▶ [SOURCE DOCUMENT]
· · · ·

A study on cigarette smoking trends among working adult Americans by industry and occupation which was published by the National Center for Biotechnology and Information (NCBI) reveals that just like in the UK, the highest smoking prevalence is among workers employed in food service industry, construction, and transportation. And just like in the UK, the lowest proportion of smokers is among those working in healthcare, science and education, and legal occupations.
Though the order is slightly different than that in the UK, the fact that the same industries are among the top and bottom tree suggests that the same or at least very similar factors are at work in both the UK and United States. These include:
Workplace Smoking Ban
Smoke-free policies covered low smoking prevalence occupations a lot earlier than the all-encompassing workplace smoking ban made it illegal to smoke in any enclosed public or private workplace in 2007. So it’s possible that smoking rates in some industries remain high because the they are either not covered by the smoking ban or the latter hasn’t been in force long enough to show results.
(Un)Awareness of Smoking Dangers
The fact that smoking prevalence tends to be the highest among those with lower education and income also suggests that workers employed in routine and manual occupations may be less aware of the risks of smoking and where to turn for help. In addition to being less likely to quit, they are thus also less likely to succeed to give up cigarettes.
Company Culture and Peer Pressure
The fewer there are smokers, the less likely are the company and its employees to approve smoking, which puts individuals working in low smoking prevalence occupations at the increased pressure to quit or at least reduce smoking. Company culture and peer pressure are therefore highly likely to play a major role in the disparity of smoking rates by industry/occupation.

· · · ·

▶ [DATA SECTION]
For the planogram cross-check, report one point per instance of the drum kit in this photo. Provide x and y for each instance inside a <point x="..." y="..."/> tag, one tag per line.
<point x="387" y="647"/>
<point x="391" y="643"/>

· · · ·

▶ [PROBLEM TO SOLVE]
In the text on smoking rates by occupation, which industries have the highest smoking prevalence among working adult Americans according to the NCBI study?

▶ [SOLVED EXERCISE]
Food service, construction, and transportation.